*Goal*: Repeat the material exactly, every line of it.

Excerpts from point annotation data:

+ + +

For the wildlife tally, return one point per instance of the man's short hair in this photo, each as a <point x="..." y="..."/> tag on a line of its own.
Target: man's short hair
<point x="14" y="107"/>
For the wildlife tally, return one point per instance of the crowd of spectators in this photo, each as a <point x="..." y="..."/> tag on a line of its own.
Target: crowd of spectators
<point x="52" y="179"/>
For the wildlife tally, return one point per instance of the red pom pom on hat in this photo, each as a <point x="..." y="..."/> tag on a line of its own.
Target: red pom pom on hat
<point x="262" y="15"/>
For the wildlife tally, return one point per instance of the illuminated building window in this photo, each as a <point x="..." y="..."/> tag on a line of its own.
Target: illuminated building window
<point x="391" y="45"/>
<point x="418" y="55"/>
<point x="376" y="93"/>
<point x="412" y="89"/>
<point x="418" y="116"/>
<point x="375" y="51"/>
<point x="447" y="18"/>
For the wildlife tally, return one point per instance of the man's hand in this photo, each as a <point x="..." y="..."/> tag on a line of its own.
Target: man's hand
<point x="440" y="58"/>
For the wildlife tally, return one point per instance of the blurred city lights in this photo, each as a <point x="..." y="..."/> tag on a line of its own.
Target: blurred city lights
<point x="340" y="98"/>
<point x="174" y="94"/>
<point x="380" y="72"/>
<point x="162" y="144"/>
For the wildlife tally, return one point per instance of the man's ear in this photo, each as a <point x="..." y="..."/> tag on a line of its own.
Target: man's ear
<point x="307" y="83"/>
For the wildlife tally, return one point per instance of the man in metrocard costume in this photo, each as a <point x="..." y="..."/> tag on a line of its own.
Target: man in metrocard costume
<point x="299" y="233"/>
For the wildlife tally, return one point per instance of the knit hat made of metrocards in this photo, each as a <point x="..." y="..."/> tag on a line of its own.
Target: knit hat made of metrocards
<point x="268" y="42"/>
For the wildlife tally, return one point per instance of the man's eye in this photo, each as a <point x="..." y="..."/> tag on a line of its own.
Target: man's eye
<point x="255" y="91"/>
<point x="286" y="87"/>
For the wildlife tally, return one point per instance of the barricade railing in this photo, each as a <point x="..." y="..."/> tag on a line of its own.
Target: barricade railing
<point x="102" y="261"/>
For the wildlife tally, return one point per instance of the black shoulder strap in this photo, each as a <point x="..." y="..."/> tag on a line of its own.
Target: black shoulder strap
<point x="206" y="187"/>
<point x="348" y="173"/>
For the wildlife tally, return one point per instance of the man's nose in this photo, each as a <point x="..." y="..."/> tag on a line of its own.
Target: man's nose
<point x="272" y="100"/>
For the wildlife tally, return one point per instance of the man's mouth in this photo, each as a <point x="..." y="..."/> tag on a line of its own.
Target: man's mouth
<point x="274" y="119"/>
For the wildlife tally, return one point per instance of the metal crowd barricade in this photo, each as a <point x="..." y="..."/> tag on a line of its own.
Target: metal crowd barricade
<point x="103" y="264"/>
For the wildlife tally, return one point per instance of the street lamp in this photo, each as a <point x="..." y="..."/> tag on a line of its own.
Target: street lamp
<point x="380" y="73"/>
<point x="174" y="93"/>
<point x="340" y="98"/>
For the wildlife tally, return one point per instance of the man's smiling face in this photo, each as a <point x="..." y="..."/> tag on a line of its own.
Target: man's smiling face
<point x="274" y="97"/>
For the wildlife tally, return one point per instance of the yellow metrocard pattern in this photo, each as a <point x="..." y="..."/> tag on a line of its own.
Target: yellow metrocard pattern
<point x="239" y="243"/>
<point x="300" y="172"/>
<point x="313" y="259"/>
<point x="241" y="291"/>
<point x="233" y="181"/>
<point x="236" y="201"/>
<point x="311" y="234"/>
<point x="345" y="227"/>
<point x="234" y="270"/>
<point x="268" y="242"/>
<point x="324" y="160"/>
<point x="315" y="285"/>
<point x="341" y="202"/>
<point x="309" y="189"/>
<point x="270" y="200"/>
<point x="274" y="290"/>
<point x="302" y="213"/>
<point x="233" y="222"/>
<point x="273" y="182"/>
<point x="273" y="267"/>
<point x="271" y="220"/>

+ + +

*Final result*:
For the wildlife tally, return one point per instance of the man's short hair in this photo, each as a <point x="..." y="..."/> tag on a line of its own.
Target: man's short hair
<point x="14" y="107"/>
For the wildlife tally, return one point per instance of the crowd of spectators in this photo, each as a <point x="..." y="..."/> tag on a line of its own.
Target: crowd of spectators
<point x="52" y="179"/>
For the wildlife tally, return one point per instance of the red pom pom on hat in this photo, each as a <point x="..." y="..."/> tag on a line of its own.
Target: red pom pom on hat
<point x="262" y="15"/>
For the wildlife tally, return one point per instance of the illuminated building window in this photo, each as a <point x="..." y="..."/> tag on a line of its own.
Target: illuminated building window
<point x="391" y="45"/>
<point x="418" y="55"/>
<point x="376" y="93"/>
<point x="412" y="89"/>
<point x="418" y="116"/>
<point x="375" y="51"/>
<point x="447" y="18"/>
For the wildlife tally, return one point per instance of the man's hand in this photo, each as a <point x="..." y="..."/> tag on a line of its own.
Target: man's hand
<point x="440" y="58"/>
For the wildlife tally, return one point per instance of the blurred city lights in this photo, each as a <point x="..." y="..."/> tag on a line of its own.
Target: blurred city lights
<point x="340" y="98"/>
<point x="174" y="94"/>
<point x="380" y="72"/>
<point x="162" y="144"/>
For the wildlife tally, return one point per instance of the man's ear in this photo, each as a <point x="..." y="..."/> tag on a line of its own.
Target: man's ear
<point x="307" y="83"/>
For the wildlife tally, return one point per instance of the man in metrocard costume in this photo, each as a <point x="..." y="..."/> tag on a line of its own.
Target: man in metrocard costume
<point x="299" y="233"/>
For the wildlife tally, return one point per instance of the knit hat made of metrocards in this photo, each as a <point x="..." y="..."/> tag on a line of its own.
Target: knit hat made of metrocards
<point x="268" y="42"/>
For the wildlife tally, return one point per instance of the man's eye in this photo, each as a <point x="..." y="..."/> tag on a line of its own.
Target: man's eye
<point x="255" y="91"/>
<point x="286" y="87"/>
For the wildlife tally, return one point per instance of the barricade railing in this photo, each as a <point x="..." y="..."/> tag on a line of its own.
Target: barricade railing
<point x="102" y="261"/>
For the wildlife tally, return one point per instance of the black shoulder strap in this photo, each as a <point x="..." y="..."/> tag on a line of its own.
Target: black shoulder strap
<point x="206" y="187"/>
<point x="348" y="173"/>
For the wildlife tally, return one point per instance of the man's nose in this photo, each as a <point x="..." y="..."/> tag on a line of its own.
Target: man's nose
<point x="272" y="100"/>
For the wildlife tally, return one point per instance of the man's mouth in this photo, each as a <point x="..." y="..."/> tag on a line of its own.
Target: man's mouth
<point x="274" y="119"/>
For the wildlife tally, return one point per instance of the metal crowd barricade in this photo, each as a <point x="..." y="..."/> tag on a line of its own.
Target: metal crowd barricade
<point x="103" y="264"/>
For the wildlife tally, return one point per instance of the street lamp in this photo, each as a <point x="..." y="..."/> tag on a line of its own.
Target: street lamp
<point x="380" y="73"/>
<point x="174" y="93"/>
<point x="340" y="98"/>
For the wildlife tally, return one point per instance of the man's smiling face in this photo, each as a <point x="..." y="..."/> tag on a line of its own.
Target: man's smiling face
<point x="274" y="97"/>
For the wildlife tally, return one point per instance of the yellow metrocard pattern in this photo, each as a <point x="..." y="..."/> tag on a line of its own.
Target: yellow metrocard pattern
<point x="239" y="243"/>
<point x="300" y="172"/>
<point x="313" y="259"/>
<point x="241" y="291"/>
<point x="233" y="181"/>
<point x="236" y="201"/>
<point x="311" y="234"/>
<point x="345" y="227"/>
<point x="234" y="270"/>
<point x="268" y="242"/>
<point x="324" y="160"/>
<point x="315" y="285"/>
<point x="341" y="202"/>
<point x="309" y="189"/>
<point x="270" y="200"/>
<point x="274" y="290"/>
<point x="302" y="213"/>
<point x="233" y="222"/>
<point x="273" y="182"/>
<point x="273" y="267"/>
<point x="271" y="220"/>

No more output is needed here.